_YANG DIHARAPKAN:_
Tuliskan lanjutan teks tentang Kota Aceh di bawah, mulai dari sesudah kalimat terakhirnya.

==== TEKS BACAAN ====

Kota Aceh ini benar-benar sebuah kota kosmopolitan yang berkarakter
internasional dan multietnis. Seperti di Samudra Pasai, Aceh juga
banyak menghasilkan Lada yang diekspor ke Tiongkok.

Pada waktu itu orang Aceh juga telah menguasai pembuatan atau
pengecoran pembuatan Meriam dan tidak semua meriam di Aceh adalah
buatan luar negeri (seperti meriam buatan Turki atau Portugis).
Orang Aceh mendapatkan ilmu pembuatan meriam ini dari orang
Tionghoa (Kerajaan Aceh, Denys Lombard). Demikian juga dengan
pertenakan sutera yang sudah dikuasai oleh orang Aceh yang
kemungkinan besar diperkenalkan oleh orang-orang Tionghoa.

==== BAGIAN DATA ====

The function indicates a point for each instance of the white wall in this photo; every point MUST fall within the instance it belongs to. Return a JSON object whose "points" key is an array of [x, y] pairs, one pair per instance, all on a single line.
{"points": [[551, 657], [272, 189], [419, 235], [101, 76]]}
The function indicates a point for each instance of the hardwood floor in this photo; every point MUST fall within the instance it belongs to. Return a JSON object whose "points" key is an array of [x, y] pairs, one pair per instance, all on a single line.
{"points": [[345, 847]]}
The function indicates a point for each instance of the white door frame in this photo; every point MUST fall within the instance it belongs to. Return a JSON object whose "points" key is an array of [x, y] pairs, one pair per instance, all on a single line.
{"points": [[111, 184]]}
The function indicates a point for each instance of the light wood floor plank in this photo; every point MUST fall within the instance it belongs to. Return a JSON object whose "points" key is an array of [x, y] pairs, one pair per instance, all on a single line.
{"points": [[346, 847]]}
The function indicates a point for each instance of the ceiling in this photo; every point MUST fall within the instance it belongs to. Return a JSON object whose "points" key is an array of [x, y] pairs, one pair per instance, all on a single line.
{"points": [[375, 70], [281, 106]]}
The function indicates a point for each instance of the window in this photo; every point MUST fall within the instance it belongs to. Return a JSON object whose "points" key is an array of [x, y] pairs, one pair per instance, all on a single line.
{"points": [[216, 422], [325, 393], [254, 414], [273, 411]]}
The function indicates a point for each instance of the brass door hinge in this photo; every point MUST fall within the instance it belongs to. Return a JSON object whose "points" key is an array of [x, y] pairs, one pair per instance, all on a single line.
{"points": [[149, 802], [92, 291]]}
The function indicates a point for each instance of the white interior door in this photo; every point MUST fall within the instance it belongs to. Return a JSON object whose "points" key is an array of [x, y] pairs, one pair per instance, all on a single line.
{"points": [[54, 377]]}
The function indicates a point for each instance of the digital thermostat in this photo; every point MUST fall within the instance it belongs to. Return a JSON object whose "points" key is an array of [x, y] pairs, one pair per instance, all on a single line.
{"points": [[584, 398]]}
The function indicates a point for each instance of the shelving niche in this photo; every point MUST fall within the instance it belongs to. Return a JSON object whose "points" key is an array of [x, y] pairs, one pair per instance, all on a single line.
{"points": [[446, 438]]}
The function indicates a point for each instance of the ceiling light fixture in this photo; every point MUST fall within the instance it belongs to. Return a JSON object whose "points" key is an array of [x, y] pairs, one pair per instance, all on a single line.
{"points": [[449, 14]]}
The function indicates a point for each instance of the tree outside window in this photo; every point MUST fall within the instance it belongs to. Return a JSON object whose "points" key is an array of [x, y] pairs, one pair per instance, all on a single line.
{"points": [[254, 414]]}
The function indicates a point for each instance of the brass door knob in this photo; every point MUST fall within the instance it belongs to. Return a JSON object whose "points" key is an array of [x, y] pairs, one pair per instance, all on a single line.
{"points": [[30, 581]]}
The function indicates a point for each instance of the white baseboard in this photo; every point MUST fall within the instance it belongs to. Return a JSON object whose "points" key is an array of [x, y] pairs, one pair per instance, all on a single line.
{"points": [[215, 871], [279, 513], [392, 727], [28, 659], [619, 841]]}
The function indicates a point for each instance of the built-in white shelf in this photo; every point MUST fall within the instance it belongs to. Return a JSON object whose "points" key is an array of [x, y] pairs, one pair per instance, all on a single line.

====

_JAWABAN TUGAS:_
Pengganti Sultan Iskandar Muda adalah mantunya sendiri yang bernama
Sultan Iskandar Thani (1636-41). Periode pemerintahan Iskandar
Thani ini adalah awal dari kemerosotan Kerajaan Aceh Darussalam,
periode pemerintahannya juga sangat singkat. Iskandar Thani tidak
melakukan politik ekspansi wilayah lagi seperti mertuanya dan
lebih memusatkan kepada pengetahuan dan ajaran Islam.

Pernah pada jaman Sultan Iskandar Thani ini orang Tionghoa
dikenakan larangan untuk tinggal di wilayahnya, karena dianggap
memelihara Babi. Pada jaman Iskandar Thani ini di ibukota kerajaan
telah dibangun sebuah taman yang dinamakan "Taman Ghairah", seperti
yang dikisahkan dalam buku Bustan us-Salatin karangan Nuruddin ar-
Raniri(orang Gujarat,penasihat Sultan,ahli tasawuf). Diceritakan
bahwa didalam taman itu telah dibangun sebuah "Balai Cina"
(paviliun) yang dibuat oleh para pekerja orang Tionghoa.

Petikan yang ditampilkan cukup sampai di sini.